- _PROBLEM_: Everything from the line with "target | car side window" to the end of the data should be restated word for word, and nothing before it.

- _DATA SHOWN_:
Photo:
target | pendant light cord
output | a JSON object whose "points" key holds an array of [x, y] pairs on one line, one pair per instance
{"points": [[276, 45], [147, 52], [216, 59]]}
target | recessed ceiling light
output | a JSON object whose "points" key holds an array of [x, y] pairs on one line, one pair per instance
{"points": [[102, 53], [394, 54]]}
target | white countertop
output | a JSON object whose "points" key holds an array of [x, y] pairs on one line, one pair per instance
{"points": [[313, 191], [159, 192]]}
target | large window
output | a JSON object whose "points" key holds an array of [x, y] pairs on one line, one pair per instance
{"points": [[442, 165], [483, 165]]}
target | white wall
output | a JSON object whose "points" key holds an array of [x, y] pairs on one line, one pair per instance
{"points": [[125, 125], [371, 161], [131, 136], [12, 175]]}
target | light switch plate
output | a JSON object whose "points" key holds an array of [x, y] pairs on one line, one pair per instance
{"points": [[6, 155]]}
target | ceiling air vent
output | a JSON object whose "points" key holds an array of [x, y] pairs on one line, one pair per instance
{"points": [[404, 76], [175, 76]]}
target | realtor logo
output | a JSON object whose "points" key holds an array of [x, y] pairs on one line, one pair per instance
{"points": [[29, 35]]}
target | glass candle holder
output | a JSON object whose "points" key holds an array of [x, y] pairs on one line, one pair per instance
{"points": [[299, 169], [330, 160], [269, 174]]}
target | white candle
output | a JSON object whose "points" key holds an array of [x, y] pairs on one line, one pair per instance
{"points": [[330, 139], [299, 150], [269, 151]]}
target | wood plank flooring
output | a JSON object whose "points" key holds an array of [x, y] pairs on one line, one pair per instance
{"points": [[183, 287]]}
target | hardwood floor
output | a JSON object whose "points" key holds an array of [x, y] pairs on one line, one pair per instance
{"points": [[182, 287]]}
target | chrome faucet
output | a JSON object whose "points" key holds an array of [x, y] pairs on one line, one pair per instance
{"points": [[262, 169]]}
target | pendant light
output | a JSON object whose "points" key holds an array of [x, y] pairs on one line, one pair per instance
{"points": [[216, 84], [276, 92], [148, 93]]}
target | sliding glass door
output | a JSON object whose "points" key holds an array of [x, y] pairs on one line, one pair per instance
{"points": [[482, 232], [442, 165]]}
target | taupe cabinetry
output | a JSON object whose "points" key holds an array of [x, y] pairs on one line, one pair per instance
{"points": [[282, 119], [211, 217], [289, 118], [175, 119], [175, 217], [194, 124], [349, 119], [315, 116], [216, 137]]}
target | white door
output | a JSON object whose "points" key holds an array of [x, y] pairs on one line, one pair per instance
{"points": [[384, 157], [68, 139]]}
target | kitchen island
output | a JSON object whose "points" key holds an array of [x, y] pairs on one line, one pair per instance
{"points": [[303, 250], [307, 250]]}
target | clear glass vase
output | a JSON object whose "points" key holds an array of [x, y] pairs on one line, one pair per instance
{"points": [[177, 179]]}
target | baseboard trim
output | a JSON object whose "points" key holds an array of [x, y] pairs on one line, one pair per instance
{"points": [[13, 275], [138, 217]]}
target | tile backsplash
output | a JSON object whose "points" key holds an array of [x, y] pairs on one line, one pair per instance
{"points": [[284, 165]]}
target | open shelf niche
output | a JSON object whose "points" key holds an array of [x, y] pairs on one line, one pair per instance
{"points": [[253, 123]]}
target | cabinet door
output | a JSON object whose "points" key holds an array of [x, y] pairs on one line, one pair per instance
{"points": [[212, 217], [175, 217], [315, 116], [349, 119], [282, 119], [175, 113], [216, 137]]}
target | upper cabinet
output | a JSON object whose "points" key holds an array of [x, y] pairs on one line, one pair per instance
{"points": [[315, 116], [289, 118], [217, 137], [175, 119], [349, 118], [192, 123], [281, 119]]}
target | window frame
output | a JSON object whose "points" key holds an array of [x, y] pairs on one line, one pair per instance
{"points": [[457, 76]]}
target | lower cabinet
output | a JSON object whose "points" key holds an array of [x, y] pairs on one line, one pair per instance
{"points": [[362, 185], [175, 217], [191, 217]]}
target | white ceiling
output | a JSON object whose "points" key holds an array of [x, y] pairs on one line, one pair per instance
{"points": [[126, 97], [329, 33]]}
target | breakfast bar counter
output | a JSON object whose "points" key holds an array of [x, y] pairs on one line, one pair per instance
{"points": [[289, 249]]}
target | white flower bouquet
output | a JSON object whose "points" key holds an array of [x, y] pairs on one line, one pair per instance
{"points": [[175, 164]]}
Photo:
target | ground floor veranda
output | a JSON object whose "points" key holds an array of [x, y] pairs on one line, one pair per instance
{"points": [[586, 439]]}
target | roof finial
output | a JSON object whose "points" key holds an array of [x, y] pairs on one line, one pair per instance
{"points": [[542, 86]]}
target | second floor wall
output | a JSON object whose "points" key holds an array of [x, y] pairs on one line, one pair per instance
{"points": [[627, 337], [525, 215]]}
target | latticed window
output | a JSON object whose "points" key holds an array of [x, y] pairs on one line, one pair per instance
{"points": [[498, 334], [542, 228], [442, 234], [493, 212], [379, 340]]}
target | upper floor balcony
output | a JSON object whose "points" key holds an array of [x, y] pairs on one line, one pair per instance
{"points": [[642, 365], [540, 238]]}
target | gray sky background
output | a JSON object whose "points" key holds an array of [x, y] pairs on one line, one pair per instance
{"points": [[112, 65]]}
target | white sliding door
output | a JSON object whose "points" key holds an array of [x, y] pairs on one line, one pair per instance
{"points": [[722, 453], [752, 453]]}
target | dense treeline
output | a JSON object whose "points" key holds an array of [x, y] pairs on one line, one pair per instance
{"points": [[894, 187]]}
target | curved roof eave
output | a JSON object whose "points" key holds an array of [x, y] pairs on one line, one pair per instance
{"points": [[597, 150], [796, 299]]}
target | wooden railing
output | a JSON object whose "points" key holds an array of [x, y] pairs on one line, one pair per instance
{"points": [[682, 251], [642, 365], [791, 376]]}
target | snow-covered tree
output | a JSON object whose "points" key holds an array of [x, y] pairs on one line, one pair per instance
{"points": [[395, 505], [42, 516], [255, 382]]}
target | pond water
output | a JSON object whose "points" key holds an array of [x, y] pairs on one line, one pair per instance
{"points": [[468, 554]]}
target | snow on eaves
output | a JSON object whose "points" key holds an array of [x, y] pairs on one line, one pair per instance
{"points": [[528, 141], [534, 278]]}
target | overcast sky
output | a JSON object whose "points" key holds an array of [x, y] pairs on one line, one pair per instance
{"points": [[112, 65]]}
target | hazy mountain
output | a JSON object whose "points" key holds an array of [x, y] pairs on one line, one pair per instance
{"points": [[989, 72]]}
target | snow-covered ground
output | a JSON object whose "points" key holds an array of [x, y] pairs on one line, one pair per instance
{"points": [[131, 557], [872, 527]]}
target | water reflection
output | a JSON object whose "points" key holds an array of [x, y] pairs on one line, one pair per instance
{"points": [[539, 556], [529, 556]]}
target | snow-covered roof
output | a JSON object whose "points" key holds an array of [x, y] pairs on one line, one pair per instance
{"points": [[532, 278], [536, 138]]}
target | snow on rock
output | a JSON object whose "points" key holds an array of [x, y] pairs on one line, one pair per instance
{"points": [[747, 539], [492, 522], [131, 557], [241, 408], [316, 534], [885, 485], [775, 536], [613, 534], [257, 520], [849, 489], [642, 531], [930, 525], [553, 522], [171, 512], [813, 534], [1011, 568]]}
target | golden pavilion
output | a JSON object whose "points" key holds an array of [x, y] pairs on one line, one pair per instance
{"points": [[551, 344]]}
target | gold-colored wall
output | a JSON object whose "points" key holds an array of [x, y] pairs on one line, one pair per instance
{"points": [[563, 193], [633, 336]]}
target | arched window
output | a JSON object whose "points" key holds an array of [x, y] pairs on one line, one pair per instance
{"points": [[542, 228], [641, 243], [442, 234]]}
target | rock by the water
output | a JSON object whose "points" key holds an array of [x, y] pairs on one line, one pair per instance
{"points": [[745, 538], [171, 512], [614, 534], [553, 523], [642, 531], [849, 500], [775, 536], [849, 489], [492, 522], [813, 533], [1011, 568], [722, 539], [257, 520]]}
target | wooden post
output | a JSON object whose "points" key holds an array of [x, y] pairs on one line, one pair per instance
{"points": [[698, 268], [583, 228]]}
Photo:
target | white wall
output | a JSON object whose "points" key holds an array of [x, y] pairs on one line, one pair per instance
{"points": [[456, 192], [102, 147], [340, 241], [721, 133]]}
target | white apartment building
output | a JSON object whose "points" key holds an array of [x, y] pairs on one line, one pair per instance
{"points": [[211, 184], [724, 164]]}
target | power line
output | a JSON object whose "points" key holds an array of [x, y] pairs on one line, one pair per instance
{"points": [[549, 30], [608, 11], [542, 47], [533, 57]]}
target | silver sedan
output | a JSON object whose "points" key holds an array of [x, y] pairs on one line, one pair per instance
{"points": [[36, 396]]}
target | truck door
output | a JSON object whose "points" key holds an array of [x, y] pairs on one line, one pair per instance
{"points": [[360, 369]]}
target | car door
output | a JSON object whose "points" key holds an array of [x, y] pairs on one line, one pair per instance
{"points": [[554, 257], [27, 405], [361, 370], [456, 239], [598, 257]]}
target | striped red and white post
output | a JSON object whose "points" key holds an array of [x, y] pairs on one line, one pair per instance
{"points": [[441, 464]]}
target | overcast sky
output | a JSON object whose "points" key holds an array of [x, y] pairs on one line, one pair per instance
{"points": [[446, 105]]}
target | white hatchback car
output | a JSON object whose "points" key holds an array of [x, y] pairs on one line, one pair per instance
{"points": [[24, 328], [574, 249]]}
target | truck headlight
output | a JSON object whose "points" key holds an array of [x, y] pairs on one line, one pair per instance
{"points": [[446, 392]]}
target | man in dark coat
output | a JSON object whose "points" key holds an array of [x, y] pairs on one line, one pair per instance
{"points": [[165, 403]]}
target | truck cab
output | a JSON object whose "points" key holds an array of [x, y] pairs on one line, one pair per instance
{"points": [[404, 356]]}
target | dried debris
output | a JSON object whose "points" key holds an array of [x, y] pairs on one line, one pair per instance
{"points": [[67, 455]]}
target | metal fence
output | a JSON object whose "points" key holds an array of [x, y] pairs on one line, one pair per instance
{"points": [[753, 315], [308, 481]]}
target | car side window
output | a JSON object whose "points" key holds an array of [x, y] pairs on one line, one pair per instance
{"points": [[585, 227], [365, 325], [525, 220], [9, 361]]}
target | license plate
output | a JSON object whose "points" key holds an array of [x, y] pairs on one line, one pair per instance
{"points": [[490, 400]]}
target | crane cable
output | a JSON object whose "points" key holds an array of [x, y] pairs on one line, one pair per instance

- _SOLVED PROBLEM_:
target | car side window
output | a JSON object whose "points" key holds an array of [x, y] pairs on one line, one pair per instance
{"points": [[585, 227], [365, 325], [525, 220], [9, 361]]}
target | license plate
output | a JSON object whose "points" key holds an array of [x, y] pairs on one line, one pair per instance
{"points": [[490, 400]]}
target | crane cable
output | a JSON object whose "points" key holds an array of [x, y] pairs on one line, one pair per instance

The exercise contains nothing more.